* The problem
Write out all of the data exactly as it appears.

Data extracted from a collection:
################
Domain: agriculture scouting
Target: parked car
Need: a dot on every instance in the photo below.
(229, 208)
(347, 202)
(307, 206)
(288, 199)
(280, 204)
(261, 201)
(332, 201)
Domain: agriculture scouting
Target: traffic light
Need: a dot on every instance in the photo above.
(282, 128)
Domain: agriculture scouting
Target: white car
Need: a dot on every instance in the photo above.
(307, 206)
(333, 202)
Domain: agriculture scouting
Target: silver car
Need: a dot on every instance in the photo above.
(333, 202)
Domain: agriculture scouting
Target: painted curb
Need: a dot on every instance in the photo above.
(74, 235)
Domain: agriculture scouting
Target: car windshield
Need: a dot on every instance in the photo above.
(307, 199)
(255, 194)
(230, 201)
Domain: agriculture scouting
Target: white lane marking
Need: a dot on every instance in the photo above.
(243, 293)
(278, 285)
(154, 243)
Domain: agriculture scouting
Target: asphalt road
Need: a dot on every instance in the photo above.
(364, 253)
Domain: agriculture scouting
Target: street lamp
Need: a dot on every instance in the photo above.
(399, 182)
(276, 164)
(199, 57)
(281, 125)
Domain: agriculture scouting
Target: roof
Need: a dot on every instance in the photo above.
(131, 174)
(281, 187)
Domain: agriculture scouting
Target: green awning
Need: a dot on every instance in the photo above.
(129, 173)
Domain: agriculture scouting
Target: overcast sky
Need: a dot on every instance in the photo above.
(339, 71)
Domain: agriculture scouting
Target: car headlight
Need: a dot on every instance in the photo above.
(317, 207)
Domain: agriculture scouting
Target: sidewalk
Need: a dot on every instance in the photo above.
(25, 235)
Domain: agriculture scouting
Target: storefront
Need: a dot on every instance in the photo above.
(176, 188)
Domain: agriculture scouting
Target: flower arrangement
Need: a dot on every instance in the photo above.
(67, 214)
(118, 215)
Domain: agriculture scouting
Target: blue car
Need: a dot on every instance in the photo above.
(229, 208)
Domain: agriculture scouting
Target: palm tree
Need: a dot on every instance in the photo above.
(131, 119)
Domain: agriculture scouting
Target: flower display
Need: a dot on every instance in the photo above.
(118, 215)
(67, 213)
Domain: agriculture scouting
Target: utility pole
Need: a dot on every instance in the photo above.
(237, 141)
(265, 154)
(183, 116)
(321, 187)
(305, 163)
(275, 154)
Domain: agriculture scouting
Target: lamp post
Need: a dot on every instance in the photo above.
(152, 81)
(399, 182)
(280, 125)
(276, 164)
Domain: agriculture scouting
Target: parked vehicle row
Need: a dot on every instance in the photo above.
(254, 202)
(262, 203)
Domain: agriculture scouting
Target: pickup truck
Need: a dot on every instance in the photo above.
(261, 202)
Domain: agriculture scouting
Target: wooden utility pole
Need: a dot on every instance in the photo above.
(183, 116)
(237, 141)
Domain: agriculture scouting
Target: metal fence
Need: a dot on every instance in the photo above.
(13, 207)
################
* The completed task
Domain: agriculture scouting
Target: parked car
Need: a dot on every instance in the photo below.
(229, 208)
(347, 202)
(307, 206)
(288, 199)
(280, 204)
(261, 201)
(332, 201)
Domain: agriculture scouting
Target: traffic light
Need: a dot on every instance in the photo above.
(282, 128)
Domain: agriculture scouting
Target: white car
Need: a dot on every instance in the photo above.
(307, 206)
(333, 202)
Domain: agriculture scouting
Target: silver car
Need: a dot on every instance in the photo above.
(333, 202)
Domain: agriculture scouting
Target: painted curb
Need: a dot on every instance in the photo above.
(74, 235)
Domain: agriculture scouting
Target: car windshield
Need: a dot on every instance in the photo above.
(307, 199)
(255, 194)
(230, 201)
Domain: agriculture scouting
Target: white lane marking
Need: a dot on every instance in the photo above.
(243, 293)
(278, 285)
(154, 243)
Domain: agriculture scouting
Target: asphalt road
Need: a dot on every instance in the photo above.
(364, 253)
Domain: agriculture scouting
Target: street lamp
Need: a dot on every instance in the photo above.
(399, 182)
(276, 164)
(199, 57)
(281, 125)
Domain: agriculture scouting
Target: roof
Need: a dot on every instance in the photo above.
(131, 174)
(281, 187)
Domain: agriculture scouting
Target: green awning
Need: a dot on every instance in the photo above.
(129, 173)
Domain: agriculture scouting
Target: overcast sky
Need: a dot on every instance in the photo above.
(339, 71)
Domain: agriculture scouting
Target: car headlight
Need: a dot on every instance in the photo above.
(317, 207)
Domain: agriculture scouting
Target: sidewalk
Need: a dot on every instance in the photo above.
(25, 235)
Domain: agriculture scouting
Target: storefront
Need: a dot on every instance in the photo above.
(176, 188)
Domain: agriculture scouting
Target: flower arrangement
Need: a dot on every instance in the photo above.
(67, 214)
(118, 215)
Domain: agriculture scouting
Target: blue car
Need: a dot on every instance in the photo above.
(229, 208)
Domain: agriculture scouting
Target: palm tree
Need: a dot on every instance in the photo above.
(131, 119)
Domain: agriculture scouting
Target: flower display
Need: a dot on every instance in the photo above.
(118, 215)
(67, 213)
Domain: agriculture scouting
Target: utility pole
Need: a dot on every instance in the photo above.
(237, 141)
(265, 154)
(183, 116)
(321, 187)
(305, 163)
(275, 154)
Domain: agriculture scouting
Target: lamp post
Need: a dot on every instance in the photo above.
(152, 81)
(399, 182)
(280, 125)
(276, 164)
Domain: agriculture scouting
Target: parked vehicle row
Need: a dot on every instance in the photo above.
(254, 202)
(262, 203)
Domain: agriculture scouting
Target: pickup truck
Need: a dot on every instance in the photo above.
(261, 202)
Domain: agriculture scouting
Target: wooden utility pole
Need: a dot on every instance in the photo above.
(183, 116)
(237, 141)
Domain: agriculture scouting
Target: metal fence
Need: a dot on every instance in the photo above.
(13, 207)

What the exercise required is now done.